▶ Data in this exercise:
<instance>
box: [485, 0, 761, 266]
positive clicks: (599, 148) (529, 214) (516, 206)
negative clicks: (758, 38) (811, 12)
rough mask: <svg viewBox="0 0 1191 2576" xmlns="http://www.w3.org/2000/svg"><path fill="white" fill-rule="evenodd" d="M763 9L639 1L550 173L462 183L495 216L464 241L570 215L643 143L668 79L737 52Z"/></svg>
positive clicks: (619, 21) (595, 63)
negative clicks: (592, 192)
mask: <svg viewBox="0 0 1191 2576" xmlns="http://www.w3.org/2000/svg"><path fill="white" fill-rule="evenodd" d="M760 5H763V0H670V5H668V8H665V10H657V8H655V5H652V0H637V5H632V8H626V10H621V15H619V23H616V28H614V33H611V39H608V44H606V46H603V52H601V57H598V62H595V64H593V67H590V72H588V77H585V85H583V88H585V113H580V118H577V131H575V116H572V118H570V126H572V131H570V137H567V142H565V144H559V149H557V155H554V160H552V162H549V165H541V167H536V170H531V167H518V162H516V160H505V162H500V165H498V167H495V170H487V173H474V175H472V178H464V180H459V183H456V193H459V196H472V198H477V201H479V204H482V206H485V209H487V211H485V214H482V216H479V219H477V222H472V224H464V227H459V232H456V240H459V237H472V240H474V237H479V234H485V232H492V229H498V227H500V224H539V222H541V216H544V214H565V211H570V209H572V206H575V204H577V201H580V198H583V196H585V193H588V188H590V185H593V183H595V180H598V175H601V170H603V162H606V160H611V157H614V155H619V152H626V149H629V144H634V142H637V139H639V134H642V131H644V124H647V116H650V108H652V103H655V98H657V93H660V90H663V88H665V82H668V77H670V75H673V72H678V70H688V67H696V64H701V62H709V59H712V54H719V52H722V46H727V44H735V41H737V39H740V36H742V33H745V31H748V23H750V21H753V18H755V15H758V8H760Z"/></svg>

▶ Work to complete: Print every line of the items above without changing anything.

▶ Task result:
<instance>
box: [485, 0, 761, 266]
positive clicks: (599, 148) (529, 214) (516, 206)
negative clicks: (758, 38) (811, 12)
rough mask: <svg viewBox="0 0 1191 2576" xmlns="http://www.w3.org/2000/svg"><path fill="white" fill-rule="evenodd" d="M763 9L639 1L550 173L462 183L495 216L464 241L570 215L643 143L668 79L737 52Z"/></svg>
positive clicks: (619, 21) (595, 63)
negative clicks: (592, 192)
mask: <svg viewBox="0 0 1191 2576" xmlns="http://www.w3.org/2000/svg"><path fill="white" fill-rule="evenodd" d="M760 5H763V0H670V5H668V8H665V10H657V8H655V5H652V0H637V5H632V8H626V10H621V15H619V23H616V28H614V33H611V39H608V44H606V46H603V52H601V57H598V62H595V64H593V67H590V72H588V77H585V85H583V88H585V113H580V118H577V131H575V116H572V118H570V126H572V131H570V137H567V142H565V144H559V149H557V155H554V160H552V162H549V165H541V167H536V170H531V167H518V162H516V160H505V162H500V165H498V167H495V170H487V173H474V175H472V178H464V180H459V183H456V193H459V196H472V198H477V201H479V204H482V206H485V209H487V211H485V214H482V216H479V219H477V222H472V224H464V227H459V232H456V240H459V237H472V240H474V237H479V234H485V232H492V229H498V227H500V224H539V222H541V216H544V214H565V211H570V209H572V206H575V204H577V201H580V198H583V196H585V193H588V188H590V185H593V183H595V180H598V175H601V170H603V162H606V160H611V157H614V155H619V152H626V149H629V144H634V142H637V139H639V134H642V131H644V124H647V116H650V108H652V103H655V98H657V93H660V90H663V88H665V82H668V77H670V75H673V72H678V70H688V67H696V64H701V62H709V59H712V54H719V52H722V46H727V44H735V41H737V39H740V36H742V33H745V31H748V23H750V21H753V18H755V15H758V8H760Z"/></svg>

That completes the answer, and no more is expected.